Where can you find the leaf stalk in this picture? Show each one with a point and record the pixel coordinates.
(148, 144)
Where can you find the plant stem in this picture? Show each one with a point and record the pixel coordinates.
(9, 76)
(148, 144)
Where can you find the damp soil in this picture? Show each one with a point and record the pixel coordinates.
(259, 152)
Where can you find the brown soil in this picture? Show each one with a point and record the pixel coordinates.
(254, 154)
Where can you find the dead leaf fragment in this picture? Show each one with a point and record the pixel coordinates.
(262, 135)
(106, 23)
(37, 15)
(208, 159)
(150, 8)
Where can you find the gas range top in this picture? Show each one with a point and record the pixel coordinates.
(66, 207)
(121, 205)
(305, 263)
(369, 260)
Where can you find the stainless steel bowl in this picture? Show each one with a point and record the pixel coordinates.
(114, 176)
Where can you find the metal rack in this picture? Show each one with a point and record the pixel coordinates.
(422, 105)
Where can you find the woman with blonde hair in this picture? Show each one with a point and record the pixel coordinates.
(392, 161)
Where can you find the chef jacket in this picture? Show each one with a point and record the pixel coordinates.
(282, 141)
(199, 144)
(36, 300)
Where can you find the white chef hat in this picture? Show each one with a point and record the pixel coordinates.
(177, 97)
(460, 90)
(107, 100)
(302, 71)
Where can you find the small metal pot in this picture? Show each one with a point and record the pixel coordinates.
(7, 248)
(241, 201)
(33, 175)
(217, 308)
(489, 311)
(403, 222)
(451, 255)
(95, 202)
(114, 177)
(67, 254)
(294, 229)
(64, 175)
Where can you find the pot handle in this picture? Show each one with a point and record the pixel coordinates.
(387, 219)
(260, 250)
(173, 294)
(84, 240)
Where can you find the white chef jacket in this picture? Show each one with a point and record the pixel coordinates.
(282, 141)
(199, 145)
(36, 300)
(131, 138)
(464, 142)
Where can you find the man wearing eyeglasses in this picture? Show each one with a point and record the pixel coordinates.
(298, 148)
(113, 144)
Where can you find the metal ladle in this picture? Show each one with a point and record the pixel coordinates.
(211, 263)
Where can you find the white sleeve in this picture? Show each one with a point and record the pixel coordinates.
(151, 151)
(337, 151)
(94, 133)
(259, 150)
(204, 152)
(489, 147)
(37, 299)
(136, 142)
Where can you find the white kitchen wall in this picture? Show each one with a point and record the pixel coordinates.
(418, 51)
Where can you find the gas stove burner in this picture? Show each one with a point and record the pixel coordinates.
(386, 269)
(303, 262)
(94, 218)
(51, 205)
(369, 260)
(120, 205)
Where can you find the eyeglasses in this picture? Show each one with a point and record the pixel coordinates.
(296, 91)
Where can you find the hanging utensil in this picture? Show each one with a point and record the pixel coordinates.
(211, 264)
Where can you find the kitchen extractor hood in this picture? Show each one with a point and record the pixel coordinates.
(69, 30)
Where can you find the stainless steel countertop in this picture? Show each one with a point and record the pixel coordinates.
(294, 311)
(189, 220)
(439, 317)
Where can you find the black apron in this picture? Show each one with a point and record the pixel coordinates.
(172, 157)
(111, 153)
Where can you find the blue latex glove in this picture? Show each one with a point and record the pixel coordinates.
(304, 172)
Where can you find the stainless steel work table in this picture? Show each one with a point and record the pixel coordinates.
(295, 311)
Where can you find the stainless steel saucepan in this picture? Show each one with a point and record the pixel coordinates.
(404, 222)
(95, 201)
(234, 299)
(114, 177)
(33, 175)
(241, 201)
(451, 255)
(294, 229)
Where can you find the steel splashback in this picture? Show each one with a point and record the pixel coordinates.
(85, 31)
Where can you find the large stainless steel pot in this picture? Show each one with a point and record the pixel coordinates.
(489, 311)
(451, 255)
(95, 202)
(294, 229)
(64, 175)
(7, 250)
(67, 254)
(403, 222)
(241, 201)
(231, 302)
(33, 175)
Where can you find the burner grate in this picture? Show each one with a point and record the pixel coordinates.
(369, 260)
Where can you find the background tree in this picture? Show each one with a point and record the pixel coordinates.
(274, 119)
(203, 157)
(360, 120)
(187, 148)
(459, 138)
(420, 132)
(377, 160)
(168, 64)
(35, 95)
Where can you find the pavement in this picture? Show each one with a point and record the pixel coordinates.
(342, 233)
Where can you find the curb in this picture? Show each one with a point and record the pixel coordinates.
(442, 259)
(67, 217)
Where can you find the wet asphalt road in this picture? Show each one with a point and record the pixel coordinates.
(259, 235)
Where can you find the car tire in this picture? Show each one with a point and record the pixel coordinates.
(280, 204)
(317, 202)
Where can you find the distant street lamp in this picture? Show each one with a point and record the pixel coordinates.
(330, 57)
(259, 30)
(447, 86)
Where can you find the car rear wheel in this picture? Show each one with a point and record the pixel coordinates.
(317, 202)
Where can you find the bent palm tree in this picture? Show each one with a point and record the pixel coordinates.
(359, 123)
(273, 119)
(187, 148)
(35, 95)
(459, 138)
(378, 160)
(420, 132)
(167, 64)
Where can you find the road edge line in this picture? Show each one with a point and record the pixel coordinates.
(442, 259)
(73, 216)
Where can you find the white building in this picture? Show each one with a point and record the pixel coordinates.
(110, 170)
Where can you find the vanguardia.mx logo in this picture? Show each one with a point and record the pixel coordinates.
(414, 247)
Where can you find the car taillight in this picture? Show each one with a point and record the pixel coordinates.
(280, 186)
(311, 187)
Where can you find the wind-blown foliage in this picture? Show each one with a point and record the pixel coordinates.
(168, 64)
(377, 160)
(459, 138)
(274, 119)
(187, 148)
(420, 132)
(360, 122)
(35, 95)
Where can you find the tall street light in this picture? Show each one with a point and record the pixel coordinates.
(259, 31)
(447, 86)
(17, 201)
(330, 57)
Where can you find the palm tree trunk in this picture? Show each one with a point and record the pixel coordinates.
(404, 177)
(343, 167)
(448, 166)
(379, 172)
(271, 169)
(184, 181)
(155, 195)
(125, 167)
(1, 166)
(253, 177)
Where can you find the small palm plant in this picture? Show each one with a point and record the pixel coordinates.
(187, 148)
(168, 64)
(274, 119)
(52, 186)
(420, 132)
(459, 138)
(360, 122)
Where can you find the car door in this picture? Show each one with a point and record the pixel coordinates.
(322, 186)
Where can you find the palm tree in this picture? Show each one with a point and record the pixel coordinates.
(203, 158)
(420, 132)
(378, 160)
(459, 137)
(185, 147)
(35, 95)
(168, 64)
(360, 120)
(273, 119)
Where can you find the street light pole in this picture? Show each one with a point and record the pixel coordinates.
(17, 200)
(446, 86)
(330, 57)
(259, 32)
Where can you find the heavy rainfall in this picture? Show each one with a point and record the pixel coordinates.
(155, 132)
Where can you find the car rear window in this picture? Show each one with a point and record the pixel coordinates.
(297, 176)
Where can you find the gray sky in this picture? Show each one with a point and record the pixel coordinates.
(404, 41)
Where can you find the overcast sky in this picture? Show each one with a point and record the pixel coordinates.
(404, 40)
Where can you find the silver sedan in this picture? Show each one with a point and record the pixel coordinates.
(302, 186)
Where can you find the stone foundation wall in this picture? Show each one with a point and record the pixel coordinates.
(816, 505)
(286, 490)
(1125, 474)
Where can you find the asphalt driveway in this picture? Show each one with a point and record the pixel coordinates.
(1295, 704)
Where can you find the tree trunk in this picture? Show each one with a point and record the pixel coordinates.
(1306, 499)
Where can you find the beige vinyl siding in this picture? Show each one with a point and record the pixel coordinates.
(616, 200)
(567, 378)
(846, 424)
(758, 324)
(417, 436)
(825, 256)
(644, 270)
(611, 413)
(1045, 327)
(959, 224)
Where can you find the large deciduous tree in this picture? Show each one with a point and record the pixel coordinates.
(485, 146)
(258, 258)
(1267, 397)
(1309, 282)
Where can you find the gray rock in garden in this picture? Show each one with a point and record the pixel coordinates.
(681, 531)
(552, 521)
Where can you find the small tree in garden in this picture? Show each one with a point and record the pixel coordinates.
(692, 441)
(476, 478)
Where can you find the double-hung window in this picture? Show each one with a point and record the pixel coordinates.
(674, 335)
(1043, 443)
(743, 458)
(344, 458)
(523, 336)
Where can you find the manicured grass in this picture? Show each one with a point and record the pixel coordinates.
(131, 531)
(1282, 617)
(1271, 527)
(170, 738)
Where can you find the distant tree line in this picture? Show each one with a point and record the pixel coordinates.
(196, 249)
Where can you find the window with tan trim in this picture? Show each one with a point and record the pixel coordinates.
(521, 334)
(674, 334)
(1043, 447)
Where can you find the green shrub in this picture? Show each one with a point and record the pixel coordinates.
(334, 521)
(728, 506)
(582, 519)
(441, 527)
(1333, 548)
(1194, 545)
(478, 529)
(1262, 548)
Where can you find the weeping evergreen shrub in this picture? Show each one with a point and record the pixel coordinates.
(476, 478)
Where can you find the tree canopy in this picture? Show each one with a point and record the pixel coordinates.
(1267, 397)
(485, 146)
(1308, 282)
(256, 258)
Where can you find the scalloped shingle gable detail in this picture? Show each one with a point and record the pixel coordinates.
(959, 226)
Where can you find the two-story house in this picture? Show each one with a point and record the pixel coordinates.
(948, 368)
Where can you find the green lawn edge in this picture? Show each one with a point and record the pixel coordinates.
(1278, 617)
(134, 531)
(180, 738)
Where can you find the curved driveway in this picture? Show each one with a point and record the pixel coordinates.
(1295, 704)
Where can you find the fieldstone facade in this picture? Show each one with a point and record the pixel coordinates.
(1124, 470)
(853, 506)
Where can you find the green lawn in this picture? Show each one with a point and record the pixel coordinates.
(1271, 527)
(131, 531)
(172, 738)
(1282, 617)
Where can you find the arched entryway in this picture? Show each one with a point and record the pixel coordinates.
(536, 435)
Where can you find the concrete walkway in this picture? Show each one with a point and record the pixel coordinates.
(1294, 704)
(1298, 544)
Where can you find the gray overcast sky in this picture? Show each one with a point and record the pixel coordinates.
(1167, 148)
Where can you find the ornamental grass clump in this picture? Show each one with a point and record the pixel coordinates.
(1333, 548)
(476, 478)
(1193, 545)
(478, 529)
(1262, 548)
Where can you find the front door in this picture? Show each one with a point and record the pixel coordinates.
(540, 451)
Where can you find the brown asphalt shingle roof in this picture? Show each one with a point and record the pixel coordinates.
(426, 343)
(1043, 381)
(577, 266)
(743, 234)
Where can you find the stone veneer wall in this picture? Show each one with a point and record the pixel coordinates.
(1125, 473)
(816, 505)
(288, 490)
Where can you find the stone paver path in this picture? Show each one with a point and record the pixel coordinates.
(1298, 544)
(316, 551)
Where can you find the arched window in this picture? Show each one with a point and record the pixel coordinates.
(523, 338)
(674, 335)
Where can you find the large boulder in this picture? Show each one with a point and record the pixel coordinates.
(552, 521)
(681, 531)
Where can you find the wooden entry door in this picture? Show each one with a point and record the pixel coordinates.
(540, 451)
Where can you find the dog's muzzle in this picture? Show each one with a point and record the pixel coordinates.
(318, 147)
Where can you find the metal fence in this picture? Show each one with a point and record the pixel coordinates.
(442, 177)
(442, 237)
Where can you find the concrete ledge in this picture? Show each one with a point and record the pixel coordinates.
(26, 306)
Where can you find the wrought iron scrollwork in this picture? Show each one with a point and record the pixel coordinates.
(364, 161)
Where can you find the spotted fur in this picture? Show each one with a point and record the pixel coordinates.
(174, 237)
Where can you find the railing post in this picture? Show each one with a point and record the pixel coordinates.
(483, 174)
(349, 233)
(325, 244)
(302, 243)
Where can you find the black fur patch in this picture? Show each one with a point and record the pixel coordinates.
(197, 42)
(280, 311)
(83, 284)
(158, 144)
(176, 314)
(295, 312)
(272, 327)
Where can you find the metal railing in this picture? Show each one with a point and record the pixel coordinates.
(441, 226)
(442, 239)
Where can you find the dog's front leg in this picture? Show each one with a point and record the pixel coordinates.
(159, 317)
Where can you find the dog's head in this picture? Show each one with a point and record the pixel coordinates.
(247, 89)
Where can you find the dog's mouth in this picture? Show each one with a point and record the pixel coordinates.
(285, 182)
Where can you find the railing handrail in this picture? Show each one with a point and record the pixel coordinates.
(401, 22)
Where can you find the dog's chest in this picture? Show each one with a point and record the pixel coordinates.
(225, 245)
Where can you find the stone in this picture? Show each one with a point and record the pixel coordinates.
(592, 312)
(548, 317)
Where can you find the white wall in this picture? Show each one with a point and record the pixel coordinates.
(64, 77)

# [TASK DETAILS]
Reproduce verbatim the records from the line containing "Where can you find the small tree" through the line containing "(1043, 447)", both included, and output only those lines.

# [RESPONSE TO THIS TASK]
Where can you find the small tree in garden in this picture? Show each one with a point and record the pixel coordinates.
(692, 441)
(476, 478)
Where can you find the double-hung window in this picture? Show each one with a point and record the pixel coordinates.
(674, 335)
(1043, 443)
(743, 458)
(344, 458)
(523, 336)
Where can you find the manicured grass in this picture? Show each one with a point and record the pixel coordinates.
(131, 531)
(1282, 617)
(1271, 527)
(170, 738)
Where can you find the distant tree line in this picture? Show each one with a point and record the pixel coordinates.
(196, 249)
Where can you find the window with tan trim in this picture? Show each one with a point and record the pixel coordinates.
(521, 334)
(674, 334)
(1043, 447)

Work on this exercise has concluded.